Page.
Mastering Azure Firewall Forced Tunneling Configuration

In my previous post we saw how to set up an Azure Hub-Spoke Network Architecture by using Azure Firewall and S2S IPSec VPN Cross-premises Network Connection.

The Azure Firewall we can also configure in forced tunneling mode which we will see in this post step by step.

Forced Tunneling Introduction

By default, Internet-bound traffic from your workloads and VMs within a virtual network is sent directly to the Internet.

Forced tunneling lets you redirect or “force” all Internet-bound traffic back to your on-premises location via S2S VPN tunnel for inspection and auditing. This is a critical security requirement for most enterprise IT policies. Unauthorized Internet access can potentially lead to information disclosure or other types of security breaches.

The following example shows all Internet traffic being forced through the VPN gateway back to the on-premises location for inspection and auditing.

There are a few different ways that you can configure forced tunneling.

You can configure forced tunneling for VPN Gateway via BGP. You need to advertise a default route of 0.0.0.0/0 via BGP from your on-premises location to Azure so that all your Azure traffic is sent via the VPN Gateway S2S tunnel.

In this post below we will see this way by advertising a default route of 0.0.0.0/0 via BGP from my on-premise lab environment to Azure.

You can also configure forced tunneling by setting the Default Site for your route-based VPN gateway. For steps, see Forced tunneling via Default Site.

• You assign a Default Site for the virtual network gateway using PowerShell.
• The on-premises VPN device must be configured using 0.0.0.0/0 as traffic selectors.

By default, all Internet-bound traffic goes directly to the Internet if you don’t have forced tunneling configured. When forced tunneling is configured, all Internet-bound traffic is sent to your on-premises location.

In some cases, you might want Internet-bound traffic only from certain subnets (but not all subnets) to traverse from the Azure network infrastructure directly out to the Internet, rather than to your on-premises location.

This scenario can be configured using a combination of forced tunneling and virtual network custom user-defined routes (UDRs). For steps, see Route Internet-bound traffic for specific subnets.

Source: https://learn.microsoft.com/en-us/azure/vpn-gateway/about-site-to-site-tunneling

What Purpose have the Firewall Management NIC

The Azure Firewall Management NIC is a dedicated network interface used by Azure Firewall when forced tunneling is enabled, specifically for:

• Sending Azure platform-related traffic (like updates, monitoring, and DNS) outside the forced tunnel, ensuring the firewall can still reach required Azure services even when all other traffic is routed through on-premises or a NVA (Next-Generation Firewall).
• It isolates management traffic from regular network traffic, improving security and clarity.

When forced tunneling is enabled, all default route (0.0.0.0/0) traffic is sent to a custom next hop (typically a VPN gateway or NVA), instead of going directly to the internet.

This affects all outbound traffic, including Azure Firewall’s own system traffic.

What this exercise asks.
**1.** On the forced tunneling page, what default route do you advertise via BGP from your on-premises location to Azure?
**2.** Arrange the rows as a JSON list of strings, one string per line with blank lines left out. Start at the line containing "For the audit, pick out each instance of the blue football" and continue through the last of the rows.

Records from a dataset:

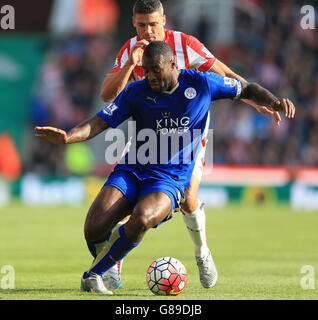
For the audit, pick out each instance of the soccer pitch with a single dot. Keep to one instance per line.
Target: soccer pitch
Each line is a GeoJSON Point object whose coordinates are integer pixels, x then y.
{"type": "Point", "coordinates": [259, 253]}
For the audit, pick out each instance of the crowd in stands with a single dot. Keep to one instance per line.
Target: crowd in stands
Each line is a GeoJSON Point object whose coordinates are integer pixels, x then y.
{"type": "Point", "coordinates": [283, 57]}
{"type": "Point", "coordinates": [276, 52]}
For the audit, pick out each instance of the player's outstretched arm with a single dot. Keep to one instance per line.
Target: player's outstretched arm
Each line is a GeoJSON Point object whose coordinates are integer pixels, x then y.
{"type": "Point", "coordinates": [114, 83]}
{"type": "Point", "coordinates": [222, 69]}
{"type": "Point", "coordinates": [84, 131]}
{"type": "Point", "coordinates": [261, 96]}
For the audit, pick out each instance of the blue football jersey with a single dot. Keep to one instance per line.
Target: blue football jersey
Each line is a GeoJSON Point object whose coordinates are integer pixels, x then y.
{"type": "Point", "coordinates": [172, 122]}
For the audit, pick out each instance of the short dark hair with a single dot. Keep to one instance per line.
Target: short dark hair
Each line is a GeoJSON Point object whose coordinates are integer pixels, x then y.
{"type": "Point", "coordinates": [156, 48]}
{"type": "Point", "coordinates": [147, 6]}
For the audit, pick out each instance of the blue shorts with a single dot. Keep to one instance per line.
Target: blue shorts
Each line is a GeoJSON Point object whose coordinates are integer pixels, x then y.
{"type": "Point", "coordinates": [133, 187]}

Results in order.
**1.** 0.0.0.0/0

**2.**
[
  "For the audit, pick out each instance of the blue football jersey with a single dot. Keep to one instance per line.",
  "Target: blue football jersey",
  "Each line is a GeoJSON Point object whose coordinates are integer pixels, x then y.",
  "{\"type\": \"Point\", \"coordinates\": [172, 122]}",
  "For the audit, pick out each instance of the short dark hair with a single dot. Keep to one instance per line.",
  "Target: short dark hair",
  "Each line is a GeoJSON Point object whose coordinates are integer pixels, x then y.",
  "{\"type\": \"Point\", \"coordinates\": [156, 48]}",
  "{\"type\": \"Point\", \"coordinates\": [147, 6]}",
  "For the audit, pick out each instance of the blue shorts with a single dot. Keep to one instance per line.",
  "Target: blue shorts",
  "Each line is a GeoJSON Point object whose coordinates are integer pixels, x then y.",
  "{\"type\": \"Point\", \"coordinates\": [133, 187]}"
]